--- Extracted material ---
--------------------

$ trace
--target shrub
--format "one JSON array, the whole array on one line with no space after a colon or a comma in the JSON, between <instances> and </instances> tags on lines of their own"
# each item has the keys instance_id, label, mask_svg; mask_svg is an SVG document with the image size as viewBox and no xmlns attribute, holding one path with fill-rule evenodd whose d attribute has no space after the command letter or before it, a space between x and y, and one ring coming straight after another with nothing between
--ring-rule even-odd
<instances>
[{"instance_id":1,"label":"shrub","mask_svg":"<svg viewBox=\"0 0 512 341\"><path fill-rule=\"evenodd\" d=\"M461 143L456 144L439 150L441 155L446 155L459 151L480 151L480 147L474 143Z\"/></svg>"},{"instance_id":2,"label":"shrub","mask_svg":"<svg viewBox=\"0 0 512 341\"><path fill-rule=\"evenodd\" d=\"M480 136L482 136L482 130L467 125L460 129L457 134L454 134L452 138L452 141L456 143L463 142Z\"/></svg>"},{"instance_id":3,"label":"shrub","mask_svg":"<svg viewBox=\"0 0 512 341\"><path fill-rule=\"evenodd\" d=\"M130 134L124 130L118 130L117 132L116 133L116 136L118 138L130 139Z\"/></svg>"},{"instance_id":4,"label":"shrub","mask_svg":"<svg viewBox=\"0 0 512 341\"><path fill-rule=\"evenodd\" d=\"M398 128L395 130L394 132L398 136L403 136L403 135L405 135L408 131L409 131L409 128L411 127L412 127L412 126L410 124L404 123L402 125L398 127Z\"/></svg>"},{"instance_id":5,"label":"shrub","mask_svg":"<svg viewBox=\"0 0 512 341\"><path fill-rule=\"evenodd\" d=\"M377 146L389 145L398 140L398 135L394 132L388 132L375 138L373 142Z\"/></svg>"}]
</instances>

--------------------

--- Exercise brief ---
Extract every line from the items above that contains the string "between". Count a line only when the letters match in case.

--- Full response ---
--format "one JSON array, the whole array on one line with no space after a colon or a comma in the JSON, between <instances> and </instances> tags on lines of their own"
# each item has the keys instance_id, label, mask_svg; mask_svg is an SVG document with the image size as viewBox and no xmlns attribute, holding one path with fill-rule evenodd whose d attribute has no space after the command letter or before it, a space between x and y, and one ring coming straight after another with nothing between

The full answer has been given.